EXERCISE INSTRUCTIONS:
Please copy the rows below, replacing "single dot" with "small mark" and leaving everything else unchanged.

INPUT:
________________

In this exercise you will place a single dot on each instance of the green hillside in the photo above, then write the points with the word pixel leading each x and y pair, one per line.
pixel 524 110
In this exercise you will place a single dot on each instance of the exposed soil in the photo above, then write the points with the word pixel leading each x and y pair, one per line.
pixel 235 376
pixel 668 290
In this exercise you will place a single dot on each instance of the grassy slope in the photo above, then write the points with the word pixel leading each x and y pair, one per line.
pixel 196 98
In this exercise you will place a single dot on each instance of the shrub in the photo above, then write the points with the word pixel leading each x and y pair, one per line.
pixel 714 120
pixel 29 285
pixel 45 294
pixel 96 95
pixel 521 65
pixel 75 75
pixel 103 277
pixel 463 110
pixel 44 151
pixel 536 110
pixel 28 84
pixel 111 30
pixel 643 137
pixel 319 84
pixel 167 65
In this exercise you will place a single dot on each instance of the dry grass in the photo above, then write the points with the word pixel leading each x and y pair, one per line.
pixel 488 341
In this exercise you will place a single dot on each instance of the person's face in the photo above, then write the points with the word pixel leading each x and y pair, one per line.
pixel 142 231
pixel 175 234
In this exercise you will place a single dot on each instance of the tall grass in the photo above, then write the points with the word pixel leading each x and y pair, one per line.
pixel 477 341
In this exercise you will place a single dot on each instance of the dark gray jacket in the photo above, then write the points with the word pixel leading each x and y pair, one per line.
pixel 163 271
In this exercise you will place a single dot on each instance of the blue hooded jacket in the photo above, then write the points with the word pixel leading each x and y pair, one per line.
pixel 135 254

________________

ANSWER IN FULL:
In this exercise you will place a small mark on each instance of the green hillside in the photo above, then write the points with the word pixel leading each x and y pair, one per line.
pixel 524 110
In this exercise you will place a small mark on each instance of the exposed soil in the photo above, then write the points with the word pixel leading each x and y pair, one per line.
pixel 235 376
pixel 668 290
In this exercise you will place a small mark on each instance of the grassy slope in the photo above, then write the points with the word pixel leading each x and y pair, one per line.
pixel 196 98
In this exercise you will place a small mark on each instance of the shrub in the photo above, then write the points with the word pixel leading each x and y pair, one per line.
pixel 714 120
pixel 29 285
pixel 45 294
pixel 96 95
pixel 521 65
pixel 75 75
pixel 103 277
pixel 463 110
pixel 44 151
pixel 536 110
pixel 28 84
pixel 111 30
pixel 643 137
pixel 319 84
pixel 167 65
In this exercise you will place a small mark on each instance of the dry grass in the photo above, then write the points with the word pixel leading each x and y pair, one per line.
pixel 488 341
In this exercise you will place a small mark on each instance of the person's face in the photo above, then write the points with the word pixel leading each x and y pair, one per line.
pixel 142 231
pixel 175 234
In this exercise you will place a small mark on each instance of the tall grass in the photo above, then write the points with the word pixel leading each x and y pair, one per line.
pixel 477 341
In this exercise you will place a small mark on each instance of the dark gray jacket in the photo above, then write the points with the word pixel leading each x and y pair, one per line.
pixel 163 271
In this exercise you will place a small mark on each instance of the blue hooded jacket in the photo above, then write the points with the word pixel leading each x and y pair, one per line.
pixel 135 254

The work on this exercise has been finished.